GIVEN PASSAGE:
▬▬▬▬▬▬▬▬▬▬

Astronomical and Mathematical Works
The product of the efforts of Omar and his two collaborators was a set of astronomical tables entitled Al-zij al-Malikshahi after their royal patron. Of this there remains only the table of 100 fixed stars, whose latitude is given for the first year of the Maliki era (1075), and some contradictory descriptions of the Maliki calendar. It is clear that this calendar was intended to retain the basic months of the old Sassanian calendar, in which a year consisted of 12 months of 30 days each plus 5 epagomenal days, with an extra month of 30 days intercalated every 120 years. The intercalation of 30 days in 120 years made the year a Julian year, as in the Julian calendar a day is intercalated every 4 years. The Sassanian and Julian calendars are based on a year of 365.15 days, which is not accurate; Omar and his collaborators devised a modification of the intercalation scheme to overcome this inaccuracy, but the details are obscure.
Omar's work on mathematics is known principally through his commentary on Euclid's Elements and through his treatise On Algebra. In the commentary he is concerned with the foundations of geometry and, in particular, strives to solve the problems of irrational numbers and their relations to rational numbers, in the process very nearly becoming the first to acknowledge irrationals as real numbers; and he examines Euclid's fifth postulate, the "parallel postulate," which distinguishes Euclidean from non-Euclidean geometry. Omar tried to prove the parallel postulate with only the first four postulates by examining a birectangular quadrilateral. The task was an impossible one, but in the course of his attempted proof Omar recognized the logical results of some forms of non-Euclidean geometry. On Algebr a is a classification of equations with proofs of each, some algebraic but most geometric. The most original part is found in his classification of cubic equations, which, following Archimedes, he solved by means of intersecting conic sections.
Shortly after Omar's death, collections of rubaiyat circulated under his name. These poems consist of 4 lines of 13 syllables each with the rhyme scheme AABA or AAAA; the rhythm within each line is rather free. Rubaiyat had been popular in Persia since the 9th or 10th century as occasional verses extemporaneously recited by all classes of persons; they were used both to express a sort of hedonistic appreciation of life and also Sufi mystical experiences.
Omar's Rubaiyat is known in the West largely through the rather inaccurate paraphrase translation of Edward FitzGerald (1859), which in any case seems to contain a number of non-Khayyamian verses. FitzGerald considerably distorted the original to make it conform to Victorian romanticism; these distortions and the non-Khayyamian verses have led some to believe that Omar was himself a Sufi mystic. Recent discoveries of early-13th-century manuscripts of the Rubaiyat, however, have shown that Omar's poetry follows the other tradition of this form of poetry and celebrates, with humorous skepticism, wit, and poetic skill, the joys of wine and homosexual love.
Further Reading on Omar Khayyam
A biography of Omar Khayyam is Harold Lamb, Omar Khayyam: A Life (1934). The most authoritative treatment of his poetry is Arthur John Arberry, ed. and trans., Omar Khayyam (1952). On Omar's contribution to mathematics see Seyyed Hossein Nasr, Science and Civilization in Islam (1968). □

▬▬▬▬▬▬▬▬▬▬

PROBLEMS:
1. In the passage on Omar Khayyam, how many syllables does each line of a rubai contain?
2. Reproduce, word for word, the stretch of the Omar Khayyam passage from "Omar's Rubaiyat is" through "and homosexual love.".

(Object point labels)
▬▬▬▬▬▬▬▬▬▬

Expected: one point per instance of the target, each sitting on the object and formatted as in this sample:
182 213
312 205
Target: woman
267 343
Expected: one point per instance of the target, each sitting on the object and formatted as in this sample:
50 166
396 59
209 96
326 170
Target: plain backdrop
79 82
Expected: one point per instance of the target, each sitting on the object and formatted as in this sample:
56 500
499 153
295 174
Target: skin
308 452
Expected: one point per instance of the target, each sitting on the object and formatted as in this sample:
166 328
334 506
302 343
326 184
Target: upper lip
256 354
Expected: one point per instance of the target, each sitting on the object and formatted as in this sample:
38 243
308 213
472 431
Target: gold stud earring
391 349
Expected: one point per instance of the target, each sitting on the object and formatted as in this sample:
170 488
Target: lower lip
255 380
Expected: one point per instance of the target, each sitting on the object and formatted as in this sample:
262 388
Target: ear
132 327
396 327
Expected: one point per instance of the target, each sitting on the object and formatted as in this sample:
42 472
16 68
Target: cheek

▬▬▬▬▬▬▬▬▬▬

RESPONSES:
1. Thirteen syllables.

2.
Omar's Rubaiyat is known in the West largely through the rather inaccurate paraphrase translation of Edward FitzGerald (1859), which in any case seems to contain a number of non-Khayyamian verses. FitzGerald considerably distorted the original to make it conform to Victorian romanticism; these distortions and the non-Khayyamian verses have led some to believe that Omar was himself a Sufi mystic. Recent discoveries of early-13th-century manuscripts of the Rubaiyat, however, have shown that Omar's poetry follows the other tradition of this form of poetry and celebrates, with humorous skepticism, wit, and poetic skill, the joys of wine and homosexual love.